## begin Supplied text
Returned back to Paris, in 1919, Duchamp made other ready-mades: LHOOQ (the title should be read as it is pronounced: “Elle a chaud au cul”), Air de Paris, Chéque Tzanck. Finally, on his return to New York in 1920, in the guise of his female alter ego Rrose Sélavy (Er-rose, Eros c’est la vie, with the double “r” of arrose), Duchamp created two more ready-mades: Fresh Widow and Why Not Sneeze Rose Sélavy?
Duchamp’s ready-mades are distinguished in: ready-made aided (the object is only repositioned in space); ready-made corrected or assisted (the object is changed with small interventions); reciprocal ready-made (“to use a Rembrandt as an ironing board”); ready-made imitated and rectified (the object is repeated with corrections); semi-ready-made assembled (the object is an assemblage of modified ready-made); ready-made printed and modified (the printed object is modified with small interventions).
## end Supplied text
## begin Dataset extract
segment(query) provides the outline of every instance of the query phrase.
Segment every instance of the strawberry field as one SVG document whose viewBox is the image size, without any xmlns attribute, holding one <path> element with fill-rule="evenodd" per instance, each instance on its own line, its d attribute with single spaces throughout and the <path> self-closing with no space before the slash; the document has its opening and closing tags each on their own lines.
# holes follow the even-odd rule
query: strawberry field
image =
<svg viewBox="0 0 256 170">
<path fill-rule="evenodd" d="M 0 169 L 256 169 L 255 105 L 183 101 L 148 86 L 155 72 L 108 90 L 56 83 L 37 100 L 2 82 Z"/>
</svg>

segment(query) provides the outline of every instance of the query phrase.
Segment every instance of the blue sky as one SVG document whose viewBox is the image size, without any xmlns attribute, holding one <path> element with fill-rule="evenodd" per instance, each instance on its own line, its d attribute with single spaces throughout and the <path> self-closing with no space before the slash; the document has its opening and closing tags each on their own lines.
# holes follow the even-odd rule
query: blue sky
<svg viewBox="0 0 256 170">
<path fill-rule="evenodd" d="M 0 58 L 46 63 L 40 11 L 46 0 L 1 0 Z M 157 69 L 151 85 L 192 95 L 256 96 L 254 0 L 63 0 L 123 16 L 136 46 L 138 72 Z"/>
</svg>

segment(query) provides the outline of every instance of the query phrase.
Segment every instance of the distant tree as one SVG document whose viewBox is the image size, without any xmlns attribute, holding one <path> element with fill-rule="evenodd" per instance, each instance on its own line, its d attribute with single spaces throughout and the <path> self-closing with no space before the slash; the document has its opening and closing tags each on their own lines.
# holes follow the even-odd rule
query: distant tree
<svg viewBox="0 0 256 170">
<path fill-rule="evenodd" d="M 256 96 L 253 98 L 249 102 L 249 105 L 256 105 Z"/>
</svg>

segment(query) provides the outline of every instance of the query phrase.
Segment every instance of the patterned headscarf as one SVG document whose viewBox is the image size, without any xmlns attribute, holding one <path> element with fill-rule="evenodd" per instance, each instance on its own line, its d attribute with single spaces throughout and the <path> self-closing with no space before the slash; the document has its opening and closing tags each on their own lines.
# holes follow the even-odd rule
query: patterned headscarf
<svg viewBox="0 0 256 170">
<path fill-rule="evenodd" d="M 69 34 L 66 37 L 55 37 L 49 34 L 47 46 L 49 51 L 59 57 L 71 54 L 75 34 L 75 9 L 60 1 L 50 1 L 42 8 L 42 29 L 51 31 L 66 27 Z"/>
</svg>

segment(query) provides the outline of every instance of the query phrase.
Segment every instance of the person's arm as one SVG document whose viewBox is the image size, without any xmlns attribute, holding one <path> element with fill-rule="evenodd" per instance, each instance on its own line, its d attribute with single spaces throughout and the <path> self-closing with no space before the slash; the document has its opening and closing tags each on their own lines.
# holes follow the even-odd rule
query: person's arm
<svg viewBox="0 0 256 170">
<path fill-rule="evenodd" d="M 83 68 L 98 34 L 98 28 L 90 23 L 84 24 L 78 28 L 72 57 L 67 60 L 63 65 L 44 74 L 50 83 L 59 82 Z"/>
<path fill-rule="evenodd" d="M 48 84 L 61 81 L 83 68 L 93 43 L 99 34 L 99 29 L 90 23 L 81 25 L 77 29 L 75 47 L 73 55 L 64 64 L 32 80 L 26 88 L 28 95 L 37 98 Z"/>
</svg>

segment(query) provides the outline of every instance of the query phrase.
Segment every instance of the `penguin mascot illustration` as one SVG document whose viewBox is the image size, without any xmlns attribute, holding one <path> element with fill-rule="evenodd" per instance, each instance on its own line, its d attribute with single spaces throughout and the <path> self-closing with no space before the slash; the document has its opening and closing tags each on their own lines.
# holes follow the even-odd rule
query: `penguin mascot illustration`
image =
## end Dataset extract
Exercise task 1 =
In the Duchamp passage, what separates a "ready-made aided" from a "ready-made corrected or assisted"? Answer in one to three sentences.
Exercise task 2 =
Reproduce the Duchamp passage between "Returned back to" and "Sneeze Rose Sélavy?", inclusive.
Exercise task 3 =
According to the Duchamp passage, in what year did Duchamp return to New York?
None of the tasks require the data.

Task result 1 =
In a ready-made aided, the object is only repositioned in space. In a ready-made corrected or assisted, the object is changed with small interventions.

Task result 2 =
Returned back to Paris, in 1919, Duchamp made other ready-mades: LHOOQ (the title should be read as it is pronounced: “Elle a chaud au cul”), Air de Paris, Chéque Tzanck. Finally, on his return to New York in 1920, in the guise of his female alter ego Rrose Sélavy (Er-rose, Eros c’est la vie, with the double “r” of arrose), Duchamp created two more ready-mades: Fresh Widow and Why Not Sneeze Rose Sélavy?

Task result 3 =
1920